Además de tomar los medicamentos, hacer terapia, realizar actividad física y alimentarme y dormir bien he encontrado en el arte alguna clase de regocijo o sosiego. En mis altos y bajos, sin pretender decir que una canción, un poema o el fragmento de una obra han sido mi forma de sanar o de controlar las manifestaciones de un episodio de depresión o de manía, sí puedo asegurar que han sido un aliento para seguir. 


Una reflexión sobre la importancia de la literatura en los tratamientos de la salud mental.
Una reflexión sobre la importancia de la literatura en los tratamientos de la salud mental.
* * * * * * *
Ejercicios propuestos.
• 1. Transcriba literalmente el pasaje del texto de lectura que va de "Además de tomar" a "aliento para seguir.".
• 2. Enumere las formas artísticas que se mencionan en el texto de lectura como un aliento para seguir.
• 3. Responda a partir del texto de lectura:
(a) ¿Qué ha encontrado en el arte quien escribe?
(b) ¿Qué dos tipos de episodio se nombran?
(c) ¿Sobre qué trata la reflexión, según su última línea?
Las entradas no guardan relación con el texto de lectura.

Datos de señalamiento mediante expresiones referenciales.
* * * * * * *
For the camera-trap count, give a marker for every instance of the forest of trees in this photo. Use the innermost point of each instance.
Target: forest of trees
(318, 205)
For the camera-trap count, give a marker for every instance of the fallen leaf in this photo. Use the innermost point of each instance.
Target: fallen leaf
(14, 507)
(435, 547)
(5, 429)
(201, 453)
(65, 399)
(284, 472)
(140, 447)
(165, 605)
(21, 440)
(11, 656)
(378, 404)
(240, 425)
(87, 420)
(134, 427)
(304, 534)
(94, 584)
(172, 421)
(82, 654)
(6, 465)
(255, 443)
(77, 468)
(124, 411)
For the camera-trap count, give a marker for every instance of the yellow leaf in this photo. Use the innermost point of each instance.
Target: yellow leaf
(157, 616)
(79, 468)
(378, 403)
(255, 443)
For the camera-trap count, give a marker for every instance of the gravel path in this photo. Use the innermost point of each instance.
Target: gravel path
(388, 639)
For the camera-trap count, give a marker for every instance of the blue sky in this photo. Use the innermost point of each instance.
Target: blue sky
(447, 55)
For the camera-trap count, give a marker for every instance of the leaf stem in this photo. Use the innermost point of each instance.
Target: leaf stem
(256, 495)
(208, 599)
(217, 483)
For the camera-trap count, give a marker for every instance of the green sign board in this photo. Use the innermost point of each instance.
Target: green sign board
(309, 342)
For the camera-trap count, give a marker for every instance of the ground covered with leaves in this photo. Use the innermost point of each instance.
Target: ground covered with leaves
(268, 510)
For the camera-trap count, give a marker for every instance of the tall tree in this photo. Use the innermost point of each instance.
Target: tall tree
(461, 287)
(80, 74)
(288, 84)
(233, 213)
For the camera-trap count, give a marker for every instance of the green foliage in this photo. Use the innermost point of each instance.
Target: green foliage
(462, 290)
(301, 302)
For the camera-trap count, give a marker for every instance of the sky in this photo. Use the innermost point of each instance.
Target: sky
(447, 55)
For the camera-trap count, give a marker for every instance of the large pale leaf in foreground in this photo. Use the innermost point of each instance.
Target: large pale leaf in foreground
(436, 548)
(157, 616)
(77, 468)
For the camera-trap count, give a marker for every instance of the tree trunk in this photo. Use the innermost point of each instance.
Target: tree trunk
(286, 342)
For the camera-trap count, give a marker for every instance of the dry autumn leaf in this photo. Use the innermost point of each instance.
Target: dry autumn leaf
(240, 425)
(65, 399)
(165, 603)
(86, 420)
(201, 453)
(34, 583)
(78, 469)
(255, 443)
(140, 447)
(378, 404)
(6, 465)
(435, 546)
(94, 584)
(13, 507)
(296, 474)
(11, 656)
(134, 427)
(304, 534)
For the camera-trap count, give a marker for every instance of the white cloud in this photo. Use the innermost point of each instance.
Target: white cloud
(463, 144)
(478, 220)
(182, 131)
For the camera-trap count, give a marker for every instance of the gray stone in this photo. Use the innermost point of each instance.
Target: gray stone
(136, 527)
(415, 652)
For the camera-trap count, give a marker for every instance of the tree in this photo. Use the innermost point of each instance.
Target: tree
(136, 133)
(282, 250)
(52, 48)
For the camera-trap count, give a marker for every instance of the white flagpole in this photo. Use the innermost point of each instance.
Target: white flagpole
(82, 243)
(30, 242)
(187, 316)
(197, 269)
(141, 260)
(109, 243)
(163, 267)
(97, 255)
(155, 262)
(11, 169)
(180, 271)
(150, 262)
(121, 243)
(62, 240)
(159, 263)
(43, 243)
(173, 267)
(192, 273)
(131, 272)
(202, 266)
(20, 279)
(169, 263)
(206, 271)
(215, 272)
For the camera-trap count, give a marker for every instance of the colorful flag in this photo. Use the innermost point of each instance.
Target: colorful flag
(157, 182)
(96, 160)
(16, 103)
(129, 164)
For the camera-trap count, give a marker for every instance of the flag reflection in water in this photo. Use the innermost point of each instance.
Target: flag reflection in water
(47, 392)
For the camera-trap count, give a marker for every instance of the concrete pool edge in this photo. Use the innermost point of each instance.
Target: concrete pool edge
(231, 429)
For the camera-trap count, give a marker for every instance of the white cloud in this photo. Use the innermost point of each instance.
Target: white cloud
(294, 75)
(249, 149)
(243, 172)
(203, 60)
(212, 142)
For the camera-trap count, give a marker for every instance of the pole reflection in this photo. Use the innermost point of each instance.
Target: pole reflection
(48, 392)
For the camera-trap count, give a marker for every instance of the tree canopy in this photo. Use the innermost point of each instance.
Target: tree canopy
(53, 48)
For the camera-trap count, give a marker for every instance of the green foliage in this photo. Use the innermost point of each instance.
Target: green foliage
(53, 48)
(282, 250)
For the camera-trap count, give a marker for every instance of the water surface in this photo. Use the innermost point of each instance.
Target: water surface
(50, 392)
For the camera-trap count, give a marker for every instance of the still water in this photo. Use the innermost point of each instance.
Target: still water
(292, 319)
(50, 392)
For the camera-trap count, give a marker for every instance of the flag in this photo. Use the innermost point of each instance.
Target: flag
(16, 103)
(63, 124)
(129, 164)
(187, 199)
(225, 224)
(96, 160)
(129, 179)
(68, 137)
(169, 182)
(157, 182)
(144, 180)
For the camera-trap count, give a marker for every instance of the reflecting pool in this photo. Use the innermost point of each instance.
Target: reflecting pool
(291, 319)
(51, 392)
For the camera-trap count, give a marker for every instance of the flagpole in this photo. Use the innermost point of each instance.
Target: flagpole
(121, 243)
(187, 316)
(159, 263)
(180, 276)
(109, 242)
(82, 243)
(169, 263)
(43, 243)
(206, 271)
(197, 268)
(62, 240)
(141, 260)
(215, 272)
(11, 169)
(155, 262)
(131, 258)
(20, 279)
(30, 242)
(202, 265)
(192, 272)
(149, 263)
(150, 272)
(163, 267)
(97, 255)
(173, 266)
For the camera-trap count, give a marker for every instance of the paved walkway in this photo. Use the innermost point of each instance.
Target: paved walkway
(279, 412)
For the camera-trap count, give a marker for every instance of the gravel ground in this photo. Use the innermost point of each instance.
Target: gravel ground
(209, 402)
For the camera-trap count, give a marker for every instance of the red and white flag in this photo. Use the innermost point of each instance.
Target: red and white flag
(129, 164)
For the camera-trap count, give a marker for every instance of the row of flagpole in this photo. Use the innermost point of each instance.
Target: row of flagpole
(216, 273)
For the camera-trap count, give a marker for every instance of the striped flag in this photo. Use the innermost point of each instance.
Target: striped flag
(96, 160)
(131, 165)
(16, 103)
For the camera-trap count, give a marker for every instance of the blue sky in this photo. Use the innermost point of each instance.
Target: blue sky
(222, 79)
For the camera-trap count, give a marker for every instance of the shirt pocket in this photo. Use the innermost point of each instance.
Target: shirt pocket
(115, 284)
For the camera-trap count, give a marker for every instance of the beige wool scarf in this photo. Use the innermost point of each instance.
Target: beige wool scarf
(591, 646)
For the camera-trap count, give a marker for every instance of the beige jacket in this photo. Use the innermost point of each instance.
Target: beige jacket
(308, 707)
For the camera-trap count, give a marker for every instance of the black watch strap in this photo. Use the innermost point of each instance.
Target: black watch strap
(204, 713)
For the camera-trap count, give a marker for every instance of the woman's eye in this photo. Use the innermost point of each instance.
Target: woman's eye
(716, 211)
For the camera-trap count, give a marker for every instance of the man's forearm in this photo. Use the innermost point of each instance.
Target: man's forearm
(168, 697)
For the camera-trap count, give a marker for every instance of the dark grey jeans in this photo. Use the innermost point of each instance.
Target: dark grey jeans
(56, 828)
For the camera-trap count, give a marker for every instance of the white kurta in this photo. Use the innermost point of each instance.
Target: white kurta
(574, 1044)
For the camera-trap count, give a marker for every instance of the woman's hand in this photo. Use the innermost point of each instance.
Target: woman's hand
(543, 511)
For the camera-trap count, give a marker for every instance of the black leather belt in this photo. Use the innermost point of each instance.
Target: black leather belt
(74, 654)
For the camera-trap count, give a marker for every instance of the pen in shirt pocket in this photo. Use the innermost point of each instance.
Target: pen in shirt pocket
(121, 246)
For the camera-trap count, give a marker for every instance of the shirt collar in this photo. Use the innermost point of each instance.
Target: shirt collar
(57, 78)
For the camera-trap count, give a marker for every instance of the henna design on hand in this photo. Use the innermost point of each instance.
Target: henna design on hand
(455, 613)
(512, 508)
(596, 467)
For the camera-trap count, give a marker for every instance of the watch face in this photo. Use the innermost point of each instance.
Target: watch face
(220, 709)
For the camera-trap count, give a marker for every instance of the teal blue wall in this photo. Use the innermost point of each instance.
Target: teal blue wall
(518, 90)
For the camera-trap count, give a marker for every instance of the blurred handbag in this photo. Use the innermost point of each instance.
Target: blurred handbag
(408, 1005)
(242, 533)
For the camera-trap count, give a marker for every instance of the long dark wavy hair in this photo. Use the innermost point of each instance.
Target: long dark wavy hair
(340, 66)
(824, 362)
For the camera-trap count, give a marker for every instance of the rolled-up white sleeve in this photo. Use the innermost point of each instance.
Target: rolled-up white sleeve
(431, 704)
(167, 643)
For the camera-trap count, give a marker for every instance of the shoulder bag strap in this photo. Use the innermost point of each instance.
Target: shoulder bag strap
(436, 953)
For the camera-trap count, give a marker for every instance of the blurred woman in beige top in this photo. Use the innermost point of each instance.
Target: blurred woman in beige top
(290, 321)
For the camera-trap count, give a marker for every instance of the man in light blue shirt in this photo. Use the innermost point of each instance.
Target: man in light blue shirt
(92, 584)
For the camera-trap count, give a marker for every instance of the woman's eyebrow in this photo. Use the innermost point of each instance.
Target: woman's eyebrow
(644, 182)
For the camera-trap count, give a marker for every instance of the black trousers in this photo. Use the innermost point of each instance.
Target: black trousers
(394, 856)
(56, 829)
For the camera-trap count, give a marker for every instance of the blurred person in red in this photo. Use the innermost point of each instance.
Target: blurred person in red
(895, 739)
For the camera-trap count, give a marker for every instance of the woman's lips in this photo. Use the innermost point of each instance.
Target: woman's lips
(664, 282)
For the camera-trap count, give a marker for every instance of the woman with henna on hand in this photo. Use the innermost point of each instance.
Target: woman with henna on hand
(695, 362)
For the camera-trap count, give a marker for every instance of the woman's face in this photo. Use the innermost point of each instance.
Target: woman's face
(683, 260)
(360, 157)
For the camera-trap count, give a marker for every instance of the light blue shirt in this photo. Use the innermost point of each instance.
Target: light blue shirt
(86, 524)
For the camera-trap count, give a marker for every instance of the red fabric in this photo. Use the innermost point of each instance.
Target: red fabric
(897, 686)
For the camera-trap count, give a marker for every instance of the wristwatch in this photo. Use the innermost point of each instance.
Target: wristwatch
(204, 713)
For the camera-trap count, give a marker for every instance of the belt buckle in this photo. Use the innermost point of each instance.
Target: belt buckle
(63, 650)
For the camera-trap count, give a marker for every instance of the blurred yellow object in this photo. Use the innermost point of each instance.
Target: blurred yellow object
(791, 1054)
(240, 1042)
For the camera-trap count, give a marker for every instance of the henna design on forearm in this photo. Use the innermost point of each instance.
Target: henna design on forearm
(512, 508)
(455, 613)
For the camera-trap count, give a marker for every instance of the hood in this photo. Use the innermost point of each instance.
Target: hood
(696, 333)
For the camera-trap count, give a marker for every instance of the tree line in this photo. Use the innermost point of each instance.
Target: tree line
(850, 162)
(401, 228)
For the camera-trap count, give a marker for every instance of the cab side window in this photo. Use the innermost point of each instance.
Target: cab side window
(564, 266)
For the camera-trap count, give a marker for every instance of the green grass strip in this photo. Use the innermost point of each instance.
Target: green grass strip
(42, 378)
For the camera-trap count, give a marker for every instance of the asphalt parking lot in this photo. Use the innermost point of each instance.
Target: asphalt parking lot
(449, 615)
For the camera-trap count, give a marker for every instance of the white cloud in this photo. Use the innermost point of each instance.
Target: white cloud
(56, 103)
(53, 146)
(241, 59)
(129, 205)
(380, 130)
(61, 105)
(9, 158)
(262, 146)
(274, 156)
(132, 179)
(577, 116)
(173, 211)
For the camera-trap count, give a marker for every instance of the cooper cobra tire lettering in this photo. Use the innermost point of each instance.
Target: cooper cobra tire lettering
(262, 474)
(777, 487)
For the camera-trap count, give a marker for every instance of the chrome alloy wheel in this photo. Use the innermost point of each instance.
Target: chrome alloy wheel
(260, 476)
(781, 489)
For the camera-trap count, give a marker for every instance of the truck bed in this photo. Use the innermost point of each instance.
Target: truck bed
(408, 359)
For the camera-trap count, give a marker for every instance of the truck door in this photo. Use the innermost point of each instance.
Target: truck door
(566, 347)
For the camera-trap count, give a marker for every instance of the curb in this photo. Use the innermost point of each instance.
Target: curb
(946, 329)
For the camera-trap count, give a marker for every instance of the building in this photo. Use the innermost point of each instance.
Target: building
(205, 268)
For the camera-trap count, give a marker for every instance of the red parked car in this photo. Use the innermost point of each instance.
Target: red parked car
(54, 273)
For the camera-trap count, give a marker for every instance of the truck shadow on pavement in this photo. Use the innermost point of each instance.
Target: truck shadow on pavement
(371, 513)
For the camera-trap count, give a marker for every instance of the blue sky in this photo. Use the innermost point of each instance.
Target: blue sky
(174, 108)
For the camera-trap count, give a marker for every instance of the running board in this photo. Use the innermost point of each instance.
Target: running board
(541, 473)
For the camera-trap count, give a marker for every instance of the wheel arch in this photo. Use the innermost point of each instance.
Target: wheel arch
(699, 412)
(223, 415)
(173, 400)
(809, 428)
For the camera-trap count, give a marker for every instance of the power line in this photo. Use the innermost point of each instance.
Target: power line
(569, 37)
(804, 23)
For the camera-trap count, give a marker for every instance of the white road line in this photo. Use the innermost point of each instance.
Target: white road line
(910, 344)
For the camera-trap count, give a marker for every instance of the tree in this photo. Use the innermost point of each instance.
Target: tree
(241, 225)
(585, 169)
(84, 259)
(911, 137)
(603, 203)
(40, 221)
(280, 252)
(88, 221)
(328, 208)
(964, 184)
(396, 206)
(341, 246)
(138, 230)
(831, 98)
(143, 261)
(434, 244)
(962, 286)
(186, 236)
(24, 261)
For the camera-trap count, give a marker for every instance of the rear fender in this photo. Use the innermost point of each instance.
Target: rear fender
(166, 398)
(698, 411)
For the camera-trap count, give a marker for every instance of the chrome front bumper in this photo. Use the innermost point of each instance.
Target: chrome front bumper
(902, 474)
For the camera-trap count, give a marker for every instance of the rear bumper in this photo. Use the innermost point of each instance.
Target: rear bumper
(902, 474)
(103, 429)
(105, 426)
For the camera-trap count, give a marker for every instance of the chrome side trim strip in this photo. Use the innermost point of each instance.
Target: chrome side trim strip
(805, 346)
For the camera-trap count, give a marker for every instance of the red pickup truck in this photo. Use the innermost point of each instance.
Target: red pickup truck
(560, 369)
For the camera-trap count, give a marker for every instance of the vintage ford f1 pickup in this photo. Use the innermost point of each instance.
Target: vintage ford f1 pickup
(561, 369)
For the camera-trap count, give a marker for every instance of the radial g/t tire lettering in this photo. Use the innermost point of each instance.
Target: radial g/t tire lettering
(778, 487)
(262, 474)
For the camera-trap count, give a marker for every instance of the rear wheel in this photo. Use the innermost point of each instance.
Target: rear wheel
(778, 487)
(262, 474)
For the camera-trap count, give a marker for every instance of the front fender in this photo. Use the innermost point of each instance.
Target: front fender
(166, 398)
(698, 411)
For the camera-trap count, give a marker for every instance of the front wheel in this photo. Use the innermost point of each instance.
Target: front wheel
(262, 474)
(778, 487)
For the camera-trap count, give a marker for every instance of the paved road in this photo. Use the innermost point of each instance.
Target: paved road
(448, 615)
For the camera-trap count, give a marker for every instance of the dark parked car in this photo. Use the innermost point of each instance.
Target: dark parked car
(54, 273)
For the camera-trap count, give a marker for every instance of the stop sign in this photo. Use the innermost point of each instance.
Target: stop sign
* * * * * * *
Soluciones por ejercicio.
• 1.
Además de tomar los medicamentos, hacer terapia, realizar actividad física y alimentarme y dormir bien he encontrado en el arte alguna clase de regocijo o sosiego. En mis altos y bajos, sin pretender decir que una canción, un poema o el fragmento de una obra han sido mi forma de sanar o de controlar las manifestaciones de un episodio de depresión o de manía, sí puedo asegurar que han sido un aliento para seguir.

• 2. Una canción, un poema y el fragmento de una obra.

• 3.
(a) Alguna clase de regocijo o sosiego.
(b) Episodios de depresión y de manía.
(c) Sobre la importancia de la literatura en los tratamientos de la salud mental.